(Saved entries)

↓↓↓

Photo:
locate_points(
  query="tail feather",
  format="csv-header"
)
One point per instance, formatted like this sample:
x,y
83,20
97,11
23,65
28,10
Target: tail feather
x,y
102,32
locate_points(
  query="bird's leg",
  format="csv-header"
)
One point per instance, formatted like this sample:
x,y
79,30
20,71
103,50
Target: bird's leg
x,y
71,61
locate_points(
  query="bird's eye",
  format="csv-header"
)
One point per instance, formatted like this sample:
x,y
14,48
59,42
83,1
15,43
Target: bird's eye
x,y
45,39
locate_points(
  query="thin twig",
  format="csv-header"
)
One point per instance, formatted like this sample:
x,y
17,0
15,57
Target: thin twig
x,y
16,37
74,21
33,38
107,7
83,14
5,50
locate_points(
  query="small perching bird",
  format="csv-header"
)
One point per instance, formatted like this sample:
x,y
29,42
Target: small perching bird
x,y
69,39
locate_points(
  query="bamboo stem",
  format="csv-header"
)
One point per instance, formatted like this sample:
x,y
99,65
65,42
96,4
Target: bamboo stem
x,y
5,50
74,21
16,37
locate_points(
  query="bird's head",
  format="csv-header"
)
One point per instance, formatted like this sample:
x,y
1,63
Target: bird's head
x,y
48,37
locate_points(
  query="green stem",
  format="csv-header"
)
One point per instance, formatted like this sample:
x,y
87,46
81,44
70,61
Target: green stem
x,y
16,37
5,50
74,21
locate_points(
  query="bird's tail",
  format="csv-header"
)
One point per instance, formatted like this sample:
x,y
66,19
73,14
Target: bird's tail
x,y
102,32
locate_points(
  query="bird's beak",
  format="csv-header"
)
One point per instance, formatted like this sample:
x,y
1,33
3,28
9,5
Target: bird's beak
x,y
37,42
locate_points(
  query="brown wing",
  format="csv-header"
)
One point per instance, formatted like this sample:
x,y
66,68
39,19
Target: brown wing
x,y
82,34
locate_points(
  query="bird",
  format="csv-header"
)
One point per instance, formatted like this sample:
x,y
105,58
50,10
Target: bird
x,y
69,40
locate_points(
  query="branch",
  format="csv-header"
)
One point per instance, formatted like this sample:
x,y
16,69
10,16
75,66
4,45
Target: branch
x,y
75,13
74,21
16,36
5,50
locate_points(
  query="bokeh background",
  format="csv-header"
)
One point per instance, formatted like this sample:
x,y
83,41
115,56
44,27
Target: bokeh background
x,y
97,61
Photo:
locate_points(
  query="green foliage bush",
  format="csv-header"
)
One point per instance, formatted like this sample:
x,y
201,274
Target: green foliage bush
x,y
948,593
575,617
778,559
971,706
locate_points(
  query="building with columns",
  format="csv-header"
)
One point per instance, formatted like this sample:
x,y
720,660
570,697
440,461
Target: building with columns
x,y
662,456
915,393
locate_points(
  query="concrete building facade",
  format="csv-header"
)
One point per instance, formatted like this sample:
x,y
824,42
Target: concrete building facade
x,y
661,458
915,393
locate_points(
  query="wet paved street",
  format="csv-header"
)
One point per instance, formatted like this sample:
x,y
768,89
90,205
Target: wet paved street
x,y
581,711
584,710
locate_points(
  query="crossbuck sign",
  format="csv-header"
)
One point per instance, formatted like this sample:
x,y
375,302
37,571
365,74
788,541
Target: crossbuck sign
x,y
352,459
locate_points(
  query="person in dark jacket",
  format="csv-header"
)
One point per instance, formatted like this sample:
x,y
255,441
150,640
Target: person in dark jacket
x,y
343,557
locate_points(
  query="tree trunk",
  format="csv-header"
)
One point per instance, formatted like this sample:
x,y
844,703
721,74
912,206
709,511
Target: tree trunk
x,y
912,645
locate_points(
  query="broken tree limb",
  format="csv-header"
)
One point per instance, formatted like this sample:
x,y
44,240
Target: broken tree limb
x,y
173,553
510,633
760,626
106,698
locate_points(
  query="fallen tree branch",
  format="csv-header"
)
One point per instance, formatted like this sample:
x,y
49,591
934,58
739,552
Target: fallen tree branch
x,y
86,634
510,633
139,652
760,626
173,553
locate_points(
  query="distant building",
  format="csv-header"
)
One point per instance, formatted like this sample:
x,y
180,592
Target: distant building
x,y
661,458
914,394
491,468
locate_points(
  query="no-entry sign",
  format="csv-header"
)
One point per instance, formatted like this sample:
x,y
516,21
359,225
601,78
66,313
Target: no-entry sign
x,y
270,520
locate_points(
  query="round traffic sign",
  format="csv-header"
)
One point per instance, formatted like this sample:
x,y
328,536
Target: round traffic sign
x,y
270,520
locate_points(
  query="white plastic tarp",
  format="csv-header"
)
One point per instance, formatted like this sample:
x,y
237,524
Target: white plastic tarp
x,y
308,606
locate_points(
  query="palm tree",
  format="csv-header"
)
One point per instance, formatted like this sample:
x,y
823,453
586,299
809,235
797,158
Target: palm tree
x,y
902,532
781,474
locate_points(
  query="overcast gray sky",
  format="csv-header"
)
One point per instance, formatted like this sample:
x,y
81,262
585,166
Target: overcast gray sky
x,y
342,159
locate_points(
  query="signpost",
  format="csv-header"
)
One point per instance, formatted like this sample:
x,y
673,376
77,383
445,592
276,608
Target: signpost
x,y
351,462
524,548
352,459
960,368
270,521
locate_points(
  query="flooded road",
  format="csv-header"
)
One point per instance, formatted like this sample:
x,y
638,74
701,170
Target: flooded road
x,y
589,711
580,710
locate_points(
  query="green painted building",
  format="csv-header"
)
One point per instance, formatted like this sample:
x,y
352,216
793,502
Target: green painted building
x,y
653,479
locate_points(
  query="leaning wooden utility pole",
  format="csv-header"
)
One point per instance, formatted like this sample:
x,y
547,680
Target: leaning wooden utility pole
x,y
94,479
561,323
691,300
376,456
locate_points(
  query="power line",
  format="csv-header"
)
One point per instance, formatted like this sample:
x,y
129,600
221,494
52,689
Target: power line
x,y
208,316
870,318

↑↑↑

# Task brief:
Retype every entry exactly.

# Your solution:
Photo:
locate_points(
  query="tail feather",
  format="csv-header"
)
One point per instance, formatted like this sample:
x,y
83,20
97,11
23,65
28,10
Target: tail feather
x,y
102,32
locate_points(
  query="bird's leg",
  format="csv-header"
)
One point per instance, formatted like this sample:
x,y
79,30
20,71
103,50
Target: bird's leg
x,y
71,61
locate_points(
  query="bird's eye",
  format="csv-header"
)
One point per instance, formatted like this sample:
x,y
14,48
59,42
83,1
15,43
Target: bird's eye
x,y
45,39
locate_points(
  query="thin twig",
  format="csv-header"
)
One point per instance, formatted like this sample:
x,y
17,0
15,57
Target: thin twig
x,y
16,37
74,21
33,38
107,7
83,14
5,50
locate_points(
  query="small perching bird",
  format="csv-header"
)
One point per instance, formatted like this sample:
x,y
29,42
Target: small perching bird
x,y
69,39
locate_points(
  query="bamboo stem",
  format="csv-header"
)
One point per instance, formatted like this sample:
x,y
99,65
65,42
96,4
Target: bamboo stem
x,y
5,50
74,21
16,37
locate_points(
  query="bird's head",
  format="csv-header"
)
One point per instance, formatted like this sample:
x,y
1,63
Target: bird's head
x,y
48,37
locate_points(
  query="green stem",
  format="csv-header"
)
One point per instance, formatted like this sample:
x,y
87,46
81,44
70,61
Target: green stem
x,y
16,37
5,50
74,21
locate_points(
  query="bird's tail",
  format="csv-header"
)
One point per instance, formatted like this sample:
x,y
66,19
73,14
Target: bird's tail
x,y
102,32
locate_points(
  query="bird's beak",
  format="csv-header"
)
One point per instance, formatted like this sample:
x,y
1,33
3,28
9,5
Target: bird's beak
x,y
37,42
locate_points(
  query="brown wing",
  format="csv-header"
)
One point per instance, formatted like this sample:
x,y
66,68
39,19
Target: brown wing
x,y
82,34
locate_points(
  query="bird",
  format="csv-header"
)
One point per instance, formatted like this sample:
x,y
105,58
50,10
Target: bird
x,y
69,40
locate_points(
  query="branch",
  format="csv-header"
)
One point per instance, formatted like this sample:
x,y
16,69
10,16
75,66
4,45
Target: branch
x,y
75,13
74,21
16,36
5,50
locate_points(
  query="bokeh background",
  format="csv-header"
)
One point per instance, formatted like this sample:
x,y
83,41
115,56
44,27
Target: bokeh background
x,y
97,61
Photo:
locate_points(
  query="green foliage bush",
  format="csv-header"
)
One point per instance, formatted like this sample:
x,y
201,274
Target: green foliage bush
x,y
948,593
575,617
778,559
971,706
locate_points(
  query="building with columns",
  format="csv-header"
)
One point per instance, formatted like this sample:
x,y
720,660
570,697
440,461
Target: building with columns
x,y
662,456
915,393
locate_points(
  query="concrete building facade",
  format="csv-header"
)
One point per instance, formatted like this sample:
x,y
824,42
Target: concrete building facade
x,y
661,458
915,393
locate_points(
  query="wet paved street",
  format="csv-header"
)
One point per instance, formatted like this sample:
x,y
768,89
90,205
Target: wet paved street
x,y
581,711
584,710
locate_points(
  query="crossbuck sign",
  format="csv-header"
)
One point per instance, formatted like this sample:
x,y
375,302
37,571
365,74
788,541
Target: crossbuck sign
x,y
352,459
locate_points(
  query="person in dark jacket",
  format="csv-header"
)
One point per instance, formatted like this sample:
x,y
255,441
150,640
Target: person in dark jacket
x,y
343,557
locate_points(
  query="tree trunk",
  format="csv-header"
)
One point per instance, formatted like this sample:
x,y
844,703
721,74
912,206
709,511
Target: tree trunk
x,y
912,645
locate_points(
  query="broken tree limb",
  format="csv-header"
)
One point per instance, formatted like this sample:
x,y
44,240
Target: broken tree limb
x,y
173,553
510,633
760,626
106,698
locate_points(
  query="fallen tree branch",
  format="csv-header"
)
One point per instance, formatted like this sample:
x,y
49,591
934,58
739,552
Target: fallen tree branch
x,y
86,634
510,633
139,652
760,626
173,553
locate_points(
  query="distant building",
  format="csv-header"
)
One point per instance, formatted like this sample:
x,y
180,592
Target: distant building
x,y
661,458
914,394
491,468
locate_points(
  query="no-entry sign",
  format="csv-header"
)
One point per instance, formatted like this sample:
x,y
516,21
359,225
601,78
66,313
Target: no-entry sign
x,y
270,520
locate_points(
  query="round traffic sign",
  format="csv-header"
)
One point per instance, formatted like this sample:
x,y
328,536
Target: round traffic sign
x,y
270,520
locate_points(
  query="white plastic tarp",
  format="csv-header"
)
One point per instance, formatted like this sample:
x,y
237,524
Target: white plastic tarp
x,y
308,606
locate_points(
  query="palm tree",
  format="csv-header"
)
One point per instance, formatted like this sample:
x,y
823,453
586,299
809,235
797,158
Target: palm tree
x,y
902,532
781,474
locate_points(
  query="overcast gray sky",
  format="csv-header"
)
One point per instance, formatted like this sample:
x,y
81,262
585,166
Target: overcast gray sky
x,y
342,159
locate_points(
  query="signpost",
  format="csv-header"
)
One point per instance, formatted like this sample:
x,y
673,376
77,383
445,592
276,608
Target: signpost
x,y
351,462
524,548
352,459
960,368
270,521
locate_points(
  query="flooded road",
  format="csv-header"
)
One point per instance, formatted like this sample:
x,y
638,74
701,170
Target: flooded road
x,y
589,711
580,710
locate_points(
  query="green painted building",
  format="csv-header"
)
One point per instance, formatted like this sample:
x,y
352,216
793,502
Target: green painted building
x,y
653,479
locate_points(
  query="leaning wooden utility pole",
  format="csv-header"
)
One point per instance, formatted like this sample:
x,y
547,680
Target: leaning wooden utility pole
x,y
94,479
561,323
691,300
376,456
locate_points(
  query="power line",
  format="csv-header"
)
One point per instance, formatted like this sample:
x,y
129,600
221,494
52,689
Target: power line
x,y
208,316
870,318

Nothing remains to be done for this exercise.